* _WHAT YOU NEED TO DO_
- 1) Answer these questions using the nursing lecture announcement:
(a) In which room and building will the Margaret A. Nelson Lecture be held?
(b) What is the theme of this year's Research Day?
(c) At what time does the dessert reception start?
- 2) Retype the part of the nursing lecture announcement starting with "For almost 30" and going on through "Hall, South Campus.".
- 3) Write what comes next in the nursing lecture announcement, picking up after its final sentence.

Published March 24, 2016 This content is archived.
For almost 30 years, Gerri Lamb has spent her career improving the ways different parts of the health care system work together.
Lamb, a renowned patient care coordination expert at Arizona State University, will explore how nurses can improve the transition of patients and information when she delivers the keynote speech for the School of Nursing’s sixth annual Margaret A. Nelson Lecture.
The lecture, “Care Coordination in Nursing Practice,” will take place from 3-4 p.m. April 8 in 105 Harriman Hall, South Campus.
Lamb’s discussion will follow the nursing school’s 2016 Research Day, a showcase of nursing and health care research by faculty, students and community partners. This year’s theme is “Care Coordination and Transitional Care to Reduce Readmissions.”
Research Day begins at 9 a.m. and is free and open to the public. A dessert reception will conclude the day at 4 p.m.
“Nursing research is at the core of advancing health care,” says Marsha Lewis, professor and dean of the School of Nursing.

* _MATERIAL PROVIDED_

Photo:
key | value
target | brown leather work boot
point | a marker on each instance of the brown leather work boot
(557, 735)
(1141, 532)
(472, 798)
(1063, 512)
...
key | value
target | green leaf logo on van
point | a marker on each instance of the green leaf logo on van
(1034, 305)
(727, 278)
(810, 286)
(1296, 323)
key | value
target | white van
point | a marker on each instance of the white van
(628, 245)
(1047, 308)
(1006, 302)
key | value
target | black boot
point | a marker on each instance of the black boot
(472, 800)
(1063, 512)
...
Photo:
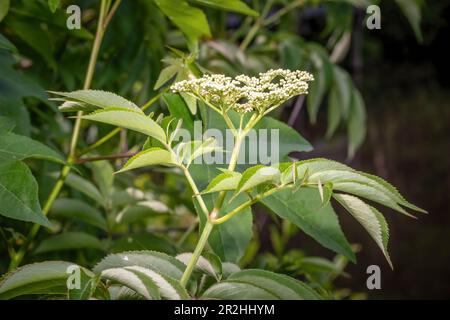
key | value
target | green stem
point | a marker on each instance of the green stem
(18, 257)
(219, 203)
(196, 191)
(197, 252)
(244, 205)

* _RESPONSES BY ITEM NUMBER_
- 1)
(a) 105 Harriman Hall, South Campus.
(b) "Care Coordination and Transitional Care to Reduce Readmissions."
(c) 4 p.m.

- 2)
For almost 30 years, Gerri Lamb has spent her career improving the ways different parts of the health care system work together.
Lamb, a renowned patient care coordination expert at Arizona State University, will explore how nurses can improve the transition of patients and information when she delivers the keynote speech for the School of Nursing’s sixth annual Margaret A. Nelson Lecture.
The lecture, “Care Coordination in Nursing Practice,” will take place from 3-4 p.m. April 8 in 105 Harriman Hall, South Campus.

- 3)
“An annual event at our school, Research Day is an opportunity for faculty, students and our community health care partners to share the impact of their research and forge collaborative partnerships. We are honored to host our keynote speaker, Dr. Gerri Lamb, a nurse scientist whose work focuses on improving care coordination for vulnerable patients in the community.”
Lamb has practiced patient care coordination for more than two decades. But her passion for the field developed when she was thrust into a caregiver role for her mother, encountering the headaches of setting up home care while living states apart.
“Trying to make the system work for my mom made the importance of care coordination real to me in a new way,” says Lamb.
Now an associate professor and director of the Center for Advancing Interprofessional Practice, Education and Research at the Arizona State University College of Nursing and Health Innovation, Lamb centers her research on nursing care delivery and patient outcomes.
“Care coordination is pivotal to achieving our national quality and cost goals for health care,” she says.
“When you think about the major outcomes we are all focusing on, like improving the patient and family experience or reducing unnecessary returns to the hospital, it’s all about connecting the dots across providers and services — and that’s care coordination.”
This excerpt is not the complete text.